Data excerpts below:

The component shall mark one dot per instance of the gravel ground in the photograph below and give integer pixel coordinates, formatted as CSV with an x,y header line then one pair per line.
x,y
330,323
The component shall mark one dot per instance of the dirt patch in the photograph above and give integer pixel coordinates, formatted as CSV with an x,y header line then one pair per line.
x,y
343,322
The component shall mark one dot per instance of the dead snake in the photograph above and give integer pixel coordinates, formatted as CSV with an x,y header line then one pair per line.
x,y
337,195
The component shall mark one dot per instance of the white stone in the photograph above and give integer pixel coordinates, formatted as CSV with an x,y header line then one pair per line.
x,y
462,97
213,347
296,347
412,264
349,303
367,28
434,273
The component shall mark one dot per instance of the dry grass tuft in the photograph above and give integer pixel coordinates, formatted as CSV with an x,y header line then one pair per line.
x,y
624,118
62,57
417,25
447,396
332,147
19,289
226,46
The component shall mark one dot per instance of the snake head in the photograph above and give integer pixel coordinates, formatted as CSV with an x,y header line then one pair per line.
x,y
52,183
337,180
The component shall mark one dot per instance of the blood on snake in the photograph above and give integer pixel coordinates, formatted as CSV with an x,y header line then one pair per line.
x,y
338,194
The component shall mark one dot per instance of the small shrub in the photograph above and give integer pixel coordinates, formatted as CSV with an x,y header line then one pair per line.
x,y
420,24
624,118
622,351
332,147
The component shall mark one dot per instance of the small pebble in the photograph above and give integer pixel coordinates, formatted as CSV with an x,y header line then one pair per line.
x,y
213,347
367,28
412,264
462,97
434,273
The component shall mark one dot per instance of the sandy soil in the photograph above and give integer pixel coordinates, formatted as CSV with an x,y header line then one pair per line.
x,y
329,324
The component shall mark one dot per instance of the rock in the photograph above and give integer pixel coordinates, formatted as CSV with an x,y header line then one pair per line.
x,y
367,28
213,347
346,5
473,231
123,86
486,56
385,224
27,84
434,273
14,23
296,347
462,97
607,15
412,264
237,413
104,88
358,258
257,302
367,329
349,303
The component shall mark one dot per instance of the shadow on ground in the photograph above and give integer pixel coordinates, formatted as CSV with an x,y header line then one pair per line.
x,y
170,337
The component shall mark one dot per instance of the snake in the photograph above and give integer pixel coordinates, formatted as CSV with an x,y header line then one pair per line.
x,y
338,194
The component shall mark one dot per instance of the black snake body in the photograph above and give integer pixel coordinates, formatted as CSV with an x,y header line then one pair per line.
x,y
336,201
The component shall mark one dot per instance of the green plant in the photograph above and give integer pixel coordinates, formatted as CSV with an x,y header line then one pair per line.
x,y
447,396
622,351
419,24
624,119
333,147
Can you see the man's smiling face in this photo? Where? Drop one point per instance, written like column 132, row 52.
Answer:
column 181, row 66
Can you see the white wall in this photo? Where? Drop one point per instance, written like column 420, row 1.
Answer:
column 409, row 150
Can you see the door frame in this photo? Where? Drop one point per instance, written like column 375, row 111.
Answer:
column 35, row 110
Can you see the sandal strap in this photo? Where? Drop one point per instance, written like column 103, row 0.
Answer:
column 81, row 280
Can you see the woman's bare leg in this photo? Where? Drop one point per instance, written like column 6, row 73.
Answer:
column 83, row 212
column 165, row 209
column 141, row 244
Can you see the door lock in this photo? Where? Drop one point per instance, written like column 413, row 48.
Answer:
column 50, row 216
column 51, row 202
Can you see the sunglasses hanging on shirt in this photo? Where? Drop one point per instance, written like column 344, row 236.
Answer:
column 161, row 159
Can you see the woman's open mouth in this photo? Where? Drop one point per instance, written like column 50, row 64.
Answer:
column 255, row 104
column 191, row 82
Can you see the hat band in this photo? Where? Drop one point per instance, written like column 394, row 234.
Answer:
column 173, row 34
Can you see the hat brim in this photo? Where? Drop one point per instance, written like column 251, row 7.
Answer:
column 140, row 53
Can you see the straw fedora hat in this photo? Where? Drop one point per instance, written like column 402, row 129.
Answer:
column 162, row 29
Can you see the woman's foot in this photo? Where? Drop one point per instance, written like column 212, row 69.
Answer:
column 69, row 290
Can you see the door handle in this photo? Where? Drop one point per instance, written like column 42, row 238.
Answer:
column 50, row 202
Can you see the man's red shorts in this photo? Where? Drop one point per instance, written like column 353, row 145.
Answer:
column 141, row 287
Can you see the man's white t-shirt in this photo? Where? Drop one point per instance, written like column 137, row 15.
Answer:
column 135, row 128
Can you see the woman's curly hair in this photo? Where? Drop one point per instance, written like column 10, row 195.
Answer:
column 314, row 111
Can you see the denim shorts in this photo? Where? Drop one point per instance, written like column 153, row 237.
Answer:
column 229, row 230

End of Data excerpts.

# [What to produce]
The records above must each be restated exactly as they stand.

# [Response]
The component shall mark one dot per instance of the gravel ground in the photograph below and give integer pixel coordinates, formatted as CSV with an x,y header line then one pair per line.
x,y
330,323
The component shall mark one dot per instance of the dirt patch in the photograph above and give integer pixel coordinates, formatted as CSV with an x,y header line then one pair per line.
x,y
343,322
The component shall mark one dot per instance of the dead snake in the photograph above and give integer pixel coordinates, formatted as CSV with an x,y header line then one pair per line.
x,y
337,195
The component shall mark one dot per instance of the white stone in the photograph above and give integer pixel coordinates, formatted as CSV with an x,y header line then one pair per line.
x,y
462,97
213,347
296,347
412,264
349,303
367,28
434,273
The component shall mark one dot per instance of the dry grass tuft in the photograph above and give integer pixel coordinates, formatted as CSV with an x,y header line then one pair per line.
x,y
624,118
62,57
417,25
447,396
332,147
19,289
226,46
The component shall mark one dot per instance of the snake head in the photograph above and give integer pixel coordinates, formatted as CSV with an x,y header line then one pair per line.
x,y
52,183
337,180
The component shall mark one dot per instance of the blood on snake in the photograph above and give integer pixel coordinates, formatted as CSV with an x,y header line then one pair per line.
x,y
338,194
The component shall mark one dot per instance of the small shrub in the photograph above and give integer pixel coordinates, formatted as CSV with an x,y header line then one pair per line.
x,y
420,24
624,118
622,351
332,147
The component shall mark one dot per instance of the small pebble in the photograph above and give integer pixel coordinates, formatted as CSV with an x,y header line then one pair per line.
x,y
213,347
367,28
412,264
462,97
434,273
The component shall mark one dot per instance of the sandy soil in the photograph above and give integer pixel coordinates, formatted as CSV with an x,y header line then one pair per line.
x,y
329,324
The component shall mark one dot per instance of the rock in the photograph above and give integer pixel coordinates, formatted as CSV with an x,y header line then one pair per line.
x,y
367,28
213,347
346,5
473,231
123,86
486,56
385,224
27,84
434,273
14,23
296,347
462,97
607,15
412,264
237,413
104,88
358,258
257,302
367,329
349,303
The component shall mark one dot per instance of the shadow on ground in the photograph above and give integer pixel coordinates, formatted as CSV with an x,y header line then one pair per line.
x,y
170,337
The component shall mark one dot per instance of the snake in the photograph above and give integer pixel coordinates, formatted as CSV with an x,y header line then one pair per line.
x,y
338,194
The component shall mark one dot per instance of the black snake body in the photograph above and give integer pixel coordinates, formatted as CSV with an x,y header line then one pair per line.
x,y
336,201
The component shall mark one dot per instance of the green plant in the photograph above and give integer pixel coordinates, formatted as CSV with an x,y header line then one pair per line.
x,y
447,396
622,351
419,24
624,119
333,147
Can you see the man's smiling face in this photo? Where? Drop one point per instance, written like column 132, row 52.
Answer:
column 181, row 66
Can you see the white wall in this photo? Where? Drop one point per instance, written like column 420, row 1.
Answer:
column 409, row 150
Can you see the door frame in this photo? Where? Drop one point per instance, written like column 375, row 111.
Answer:
column 35, row 110
Can you see the sandal strap in this photo? Where? Drop one point per instance, written like column 103, row 0.
Answer:
column 81, row 280
Can you see the woman's bare leg in this photo? Where? Drop one point per instance, written like column 6, row 73.
Answer:
column 83, row 212
column 165, row 209
column 141, row 244
Can you see the door lock in this photo? Where? Drop one point per instance, written like column 413, row 48.
Answer:
column 50, row 216
column 51, row 202
Can you see the sunglasses hanging on shirt in this photo? Where? Drop one point per instance, written like column 344, row 236.
Answer:
column 161, row 159
Can you see the woman's open mouth in this photo? Where? Drop one point per instance, written like column 50, row 64.
Answer:
column 255, row 104
column 191, row 82
Can you see the hat band in this photo? Where? Drop one point per instance, written like column 394, row 234.
Answer:
column 173, row 34
Can you see the hat brim in this photo? Where? Drop one point per instance, written like column 251, row 7.
Answer:
column 140, row 53
Can you see the straw fedora hat in this photo? Where? Drop one point per instance, written like column 402, row 129.
Answer:
column 162, row 29
Can you see the woman's foot in this photo? Where? Drop one point per instance, written like column 212, row 69.
Answer:
column 69, row 290
Can you see the door handle in this photo? Where? Drop one point per instance, written like column 42, row 238.
Answer:
column 50, row 202
Can you see the man's red shorts in this photo? Where? Drop one point per instance, written like column 353, row 145.
Answer:
column 141, row 287
Can you see the man's white t-shirt in this photo? Where? Drop one point per instance, written like column 137, row 15.
Answer:
column 135, row 128
Can you see the woman's curly hair in this photo? Where? Drop one point per instance, written like column 10, row 195.
Answer:
column 314, row 111
Can you see the denim shorts in this photo? Where? Drop one point per instance, written like column 153, row 237.
Answer:
column 229, row 230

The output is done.